抜粋本文 ::
──────────

下世話、醜聞、スキャンダル――。長く女性の“欲望”に応えてきた女性週刊誌を、伝説のスキャンダル雑誌「噂の真相」の元デスク神林広恵が、ぶった斬る!

第208回(1/31~2/4発売号より)

 内閣府のエリート職員の変死事件は一体何なのだろう。ソウルに出張に行ったはずなのに、北九州沖で遺体が発見された。近くにはゴムボートが。しかも韓国では偽名も使い、ゴムボートを購入。釜山へ行き、出国した形跡はなし。日本政府はまともな対応をしているようには見えない……まるでスパイ映画ではないか! 国家謀略に巻き込まれた? 麻薬などの犯罪絡み? 妄想が膨らむ“事件”である。

1位「3日連続“脂ざんまい”でも1.4kg痩せちゃった!」(「女性自身」2月18日号)
2位「聖子 切ったはずの元恋人とロスへ! 追いかけた夫の憂鬱」(「女性セブン」2月13日号)

──────────

保存データ ::
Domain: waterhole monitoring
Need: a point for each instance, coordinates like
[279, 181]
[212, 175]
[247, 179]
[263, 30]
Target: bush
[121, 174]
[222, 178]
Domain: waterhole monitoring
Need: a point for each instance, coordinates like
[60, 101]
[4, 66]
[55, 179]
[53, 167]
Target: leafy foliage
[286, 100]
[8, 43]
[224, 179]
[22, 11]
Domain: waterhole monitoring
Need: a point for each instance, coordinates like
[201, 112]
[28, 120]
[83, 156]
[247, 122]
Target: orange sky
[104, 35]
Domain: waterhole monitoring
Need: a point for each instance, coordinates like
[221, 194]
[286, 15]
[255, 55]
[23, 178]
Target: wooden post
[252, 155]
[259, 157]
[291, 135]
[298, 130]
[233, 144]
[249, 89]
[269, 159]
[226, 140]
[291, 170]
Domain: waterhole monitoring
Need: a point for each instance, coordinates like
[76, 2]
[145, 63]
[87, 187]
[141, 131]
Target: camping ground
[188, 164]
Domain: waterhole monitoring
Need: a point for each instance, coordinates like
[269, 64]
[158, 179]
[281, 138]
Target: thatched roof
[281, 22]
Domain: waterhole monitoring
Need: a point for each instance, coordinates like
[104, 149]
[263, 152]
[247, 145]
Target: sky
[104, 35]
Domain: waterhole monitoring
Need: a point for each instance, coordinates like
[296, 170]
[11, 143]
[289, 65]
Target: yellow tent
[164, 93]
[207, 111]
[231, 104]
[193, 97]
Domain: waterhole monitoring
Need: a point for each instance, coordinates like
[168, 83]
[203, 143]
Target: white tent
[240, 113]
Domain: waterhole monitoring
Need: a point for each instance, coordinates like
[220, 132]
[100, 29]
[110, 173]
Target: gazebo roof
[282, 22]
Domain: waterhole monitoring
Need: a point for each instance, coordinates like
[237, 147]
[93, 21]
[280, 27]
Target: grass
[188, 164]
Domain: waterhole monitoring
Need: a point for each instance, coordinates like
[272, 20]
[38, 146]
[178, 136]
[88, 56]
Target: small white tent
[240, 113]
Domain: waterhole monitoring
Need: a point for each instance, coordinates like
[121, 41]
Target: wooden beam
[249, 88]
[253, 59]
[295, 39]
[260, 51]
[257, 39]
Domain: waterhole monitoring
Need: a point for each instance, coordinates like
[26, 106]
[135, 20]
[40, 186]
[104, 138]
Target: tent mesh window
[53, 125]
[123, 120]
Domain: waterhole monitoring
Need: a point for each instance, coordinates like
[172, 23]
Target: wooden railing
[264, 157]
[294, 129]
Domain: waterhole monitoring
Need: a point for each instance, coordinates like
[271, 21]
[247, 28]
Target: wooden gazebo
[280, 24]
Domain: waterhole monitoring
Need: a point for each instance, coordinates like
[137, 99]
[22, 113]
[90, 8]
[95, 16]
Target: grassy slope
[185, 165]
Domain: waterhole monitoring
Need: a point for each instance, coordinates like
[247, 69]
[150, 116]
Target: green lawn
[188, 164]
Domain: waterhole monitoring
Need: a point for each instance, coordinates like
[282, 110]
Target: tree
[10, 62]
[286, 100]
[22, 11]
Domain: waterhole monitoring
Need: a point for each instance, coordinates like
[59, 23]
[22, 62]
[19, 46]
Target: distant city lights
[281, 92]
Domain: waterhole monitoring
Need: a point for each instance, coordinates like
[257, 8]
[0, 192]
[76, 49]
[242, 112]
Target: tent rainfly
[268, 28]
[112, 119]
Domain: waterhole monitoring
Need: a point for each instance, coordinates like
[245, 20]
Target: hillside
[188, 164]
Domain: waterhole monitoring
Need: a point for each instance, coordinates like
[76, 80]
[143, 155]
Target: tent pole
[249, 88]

──────────

課題の指示 ::
1. 女性週刊誌コラムによると、内閣府のエリート職員の遺体はどこで見つかりましたか。
2. 女性週刊誌コラムのうち、「第208回(1/31~2/4発売号より)」から「2位「聖子 切ったはずの元恋人とロスへ! 追いかけた夫の憂鬱」(「女性セブン」2月13日号)」までを省かずに書き写してください。
3. 女性週刊誌コラムを、最後の行の後から書き継いでください。

課題の結果 ::
1. 北九州沖で見つかりました。

2.
第208回(1/31~2/4発売号より)

 内閣府のエリート職員の変死事件は一体何なのだろう。ソウルに出張に行ったはずなのに、北九州沖で遺体が発見された。近くにはゴムボートが。しかも韓国では偽名も使い、ゴムボートを購入。釜山へ行き、出国した形跡はなし。日本政府はまともな対応をしているようには見えない……まるでスパイ映画ではないか! 国家謀略に巻き込まれた? 麻薬などの犯罪絡み? 妄想が膨らむ“事件”である。

1位「3日連続“脂ざんまい”でも1.4kg痩せちゃった!」(「女性自身」2月18日号)
2位「聖子 切ったはずの元恋人とロスへ! 追いかけた夫の憂鬱」(「女性セブン」2月13日号)

3.
3位「揺れる『いいとも』後番組のMC候補 売れっ子芸人たちが続々内定も 大本命中居が渋る深~いワケ」(「週刊女性」2月18日号)

「マジで今週はろくな芸能ネタがない」。そう思って3誌を読んでいたのだが、「自身」の記事に釘付けになった。それが1位のダイエット記事だ。

 女性週刊誌にはダイエットはつきものだ。多くの女性にとって綺麗に痩せることは至上命題で、楽に痩せたいというのは1つの悲願だと思うだから。だがその多くは、サプリの広告だったり、バナナや、特定食品による、食事制限ダイエット方法だったり、カービーダンスのような体操法だったり――。これらが本当に効果があるなら、そして本当にリバウンドもしないのなら、とっくの昔にみんな健康的に痩せて、世の中からサプリ商品だけでなく「ダイエット」という言葉自体も不用になるはずだ。でもそうならない。いくらたっても世の中には「ダイエット」の存在がなくならないどころか、新たなダイエット方法やらサプリ広告がますます氾濫している。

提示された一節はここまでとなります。